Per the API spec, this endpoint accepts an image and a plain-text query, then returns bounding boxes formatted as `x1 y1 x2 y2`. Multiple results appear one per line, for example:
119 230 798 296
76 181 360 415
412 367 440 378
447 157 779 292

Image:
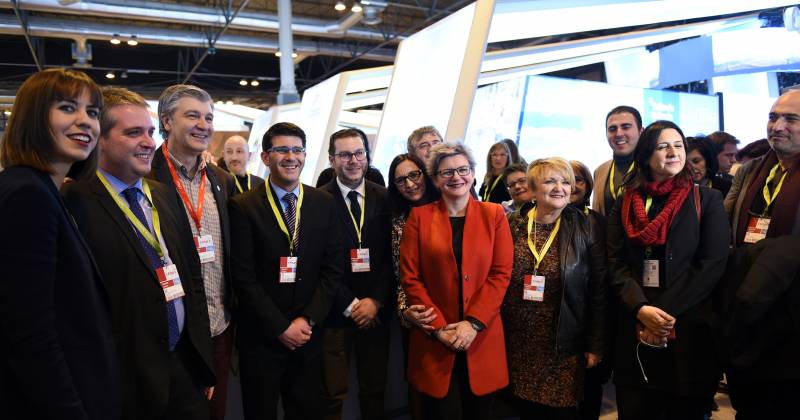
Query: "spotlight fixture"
---
* **Aim of the task**: The answer should consist only of the lines from the line with "119 230 798 296" through the last line of the data, repeated exactly; pictures stay out.

* **Solution for this problem**:
119 230 798 296
76 181 360 415
412 367 440 378
447 157 779 292

Image:
Query: "spotlight fixture"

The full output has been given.